Plants add a wonderful touch to any décor, be it Colonial American, or Modern Minimalistic. With your indoor garden, you are adding a touch of whimsy or a living work of art. And any grade school student can tell you that plants offer a health benefit too by breathing in the carbon dioxide that we exhale, and exhaling oxygen which we need. Here are some helpful tips for beginners on making your indoor garden flourish.
All plants need some amount of light. But you have to be careful how much and what kind of light your indoor garden gets. Before you buy plants, keep track of what kind of light and how much each room gets. Then you can go to your local nursery and check the labels on plants you are interested in.
A plant you thought might be best for your bright living room may be better off in your dimly lit den. You may also be surprised to find a plant for your indoor garden that you had never even thought of before you had to take into account the lighting in a specific room.
Some typical indoor garden plants that require low to medium light are Philodendrons, Cyclamens, African violets, Boston ferns, and Creeping Fig. Along with the Boston fern, there are many types of ferns that require low to medium light levels and are a beautiful addition to an indoor garden. A helpful tip is that darker leaved plants typically need less light that their lighter leaved cousins.
The easiest way to kill a plant is to over water it. And that is a common mistake people make with their indoor gardens. A plant I the wild has a vast drainage system in which to get rid of excess water. Your indoor plants do not. Research your plant to find out their exact watering needs. Most nurseries sell hydrometers that can help you gauge the moisture content of the soil so you can prevent over watering.

_Work order A_
Decide whether each statement agrees with the indoor garden tips, and for each give yes or no with the deciding words of the text quoted: (i) Overwatering is the easiest way to kill a plant. (ii) Boston ferns need bright light. (iii) Most nurseries sell a tool for gauging soil moisture.
_Work order B_
According to the indoor garden tips, what should you keep track of before buying plants?
_Work order C_
List every plant the indoor garden tips name as typical indoor plants that require low to medium light.

_Source material_

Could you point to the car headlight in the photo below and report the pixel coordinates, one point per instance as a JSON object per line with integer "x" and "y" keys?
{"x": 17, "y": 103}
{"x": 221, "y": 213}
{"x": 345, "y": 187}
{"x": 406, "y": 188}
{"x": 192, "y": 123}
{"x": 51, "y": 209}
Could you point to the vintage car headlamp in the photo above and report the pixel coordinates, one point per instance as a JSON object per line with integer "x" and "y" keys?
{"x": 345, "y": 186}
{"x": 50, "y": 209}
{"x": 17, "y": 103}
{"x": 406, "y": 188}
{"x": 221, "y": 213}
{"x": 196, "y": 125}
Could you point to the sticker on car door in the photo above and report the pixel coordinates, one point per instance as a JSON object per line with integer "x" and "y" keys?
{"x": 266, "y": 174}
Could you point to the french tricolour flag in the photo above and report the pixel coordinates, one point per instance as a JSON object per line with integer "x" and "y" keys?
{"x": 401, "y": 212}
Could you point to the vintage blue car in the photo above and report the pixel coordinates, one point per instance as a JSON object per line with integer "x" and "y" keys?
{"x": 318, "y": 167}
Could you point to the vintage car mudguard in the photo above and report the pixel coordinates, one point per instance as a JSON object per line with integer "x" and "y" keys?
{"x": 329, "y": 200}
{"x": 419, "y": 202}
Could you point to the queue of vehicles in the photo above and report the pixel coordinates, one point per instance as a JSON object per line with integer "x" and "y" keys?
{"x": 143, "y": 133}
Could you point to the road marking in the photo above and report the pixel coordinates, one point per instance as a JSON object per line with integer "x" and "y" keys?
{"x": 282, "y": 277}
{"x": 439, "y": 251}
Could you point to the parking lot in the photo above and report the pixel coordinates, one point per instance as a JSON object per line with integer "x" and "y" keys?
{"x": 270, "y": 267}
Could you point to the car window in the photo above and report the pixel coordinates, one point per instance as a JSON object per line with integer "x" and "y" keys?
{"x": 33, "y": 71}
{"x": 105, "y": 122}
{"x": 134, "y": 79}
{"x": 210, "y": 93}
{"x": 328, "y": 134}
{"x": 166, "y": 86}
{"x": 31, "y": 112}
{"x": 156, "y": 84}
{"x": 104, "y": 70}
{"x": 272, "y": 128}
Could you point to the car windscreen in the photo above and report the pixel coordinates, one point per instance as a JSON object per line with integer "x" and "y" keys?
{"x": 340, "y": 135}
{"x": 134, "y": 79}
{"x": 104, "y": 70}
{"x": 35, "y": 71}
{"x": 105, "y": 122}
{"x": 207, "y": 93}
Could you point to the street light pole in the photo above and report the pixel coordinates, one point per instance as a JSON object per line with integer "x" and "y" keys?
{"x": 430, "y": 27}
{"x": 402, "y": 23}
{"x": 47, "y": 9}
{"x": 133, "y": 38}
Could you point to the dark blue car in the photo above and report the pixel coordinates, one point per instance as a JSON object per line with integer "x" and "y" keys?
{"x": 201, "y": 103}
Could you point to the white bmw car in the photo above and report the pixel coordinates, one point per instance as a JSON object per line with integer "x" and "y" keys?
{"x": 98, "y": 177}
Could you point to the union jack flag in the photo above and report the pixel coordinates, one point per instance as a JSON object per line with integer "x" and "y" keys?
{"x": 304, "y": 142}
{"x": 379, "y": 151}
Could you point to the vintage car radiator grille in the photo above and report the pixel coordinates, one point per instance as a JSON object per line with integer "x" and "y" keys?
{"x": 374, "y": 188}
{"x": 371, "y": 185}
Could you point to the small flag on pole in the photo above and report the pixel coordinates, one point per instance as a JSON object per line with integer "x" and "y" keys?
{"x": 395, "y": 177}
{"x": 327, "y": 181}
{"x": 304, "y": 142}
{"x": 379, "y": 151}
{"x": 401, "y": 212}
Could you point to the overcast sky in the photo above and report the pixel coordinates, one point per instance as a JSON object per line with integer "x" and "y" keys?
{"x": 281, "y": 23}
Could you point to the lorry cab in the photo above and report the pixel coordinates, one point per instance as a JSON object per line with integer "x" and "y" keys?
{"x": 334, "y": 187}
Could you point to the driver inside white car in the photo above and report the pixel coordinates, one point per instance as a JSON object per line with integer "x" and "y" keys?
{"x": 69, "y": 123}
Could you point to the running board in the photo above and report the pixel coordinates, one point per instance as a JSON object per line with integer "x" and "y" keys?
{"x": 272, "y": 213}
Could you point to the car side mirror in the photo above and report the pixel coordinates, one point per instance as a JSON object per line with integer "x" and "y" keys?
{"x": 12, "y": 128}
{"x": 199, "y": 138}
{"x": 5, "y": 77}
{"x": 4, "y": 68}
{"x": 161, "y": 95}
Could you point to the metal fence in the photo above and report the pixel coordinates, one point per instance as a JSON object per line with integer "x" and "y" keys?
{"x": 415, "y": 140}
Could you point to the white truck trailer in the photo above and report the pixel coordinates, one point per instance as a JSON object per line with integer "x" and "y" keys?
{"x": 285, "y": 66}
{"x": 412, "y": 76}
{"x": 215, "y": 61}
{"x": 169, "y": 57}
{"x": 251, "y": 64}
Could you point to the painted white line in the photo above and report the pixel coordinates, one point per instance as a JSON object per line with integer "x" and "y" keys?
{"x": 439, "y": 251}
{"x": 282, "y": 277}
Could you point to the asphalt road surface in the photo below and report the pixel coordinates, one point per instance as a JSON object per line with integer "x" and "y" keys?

_Problem solution A_
(i) Yes: "The easiest way to kill a plant is to over water it."
(ii) No: "Some typical indoor garden plants that require low to medium light are Philodendrons, Cyclamens, African violets, Boston ferns, and Creeping Fig."
(iii) Yes: "Most nurseries sell hydrometers that can help you gauge the moisture content of the soil"

_Problem solution B_
What kind of light and how much light each room gets.

_Problem solution C_
Philodendrons, Cyclamens, African violets, Boston ferns, Creeping Fig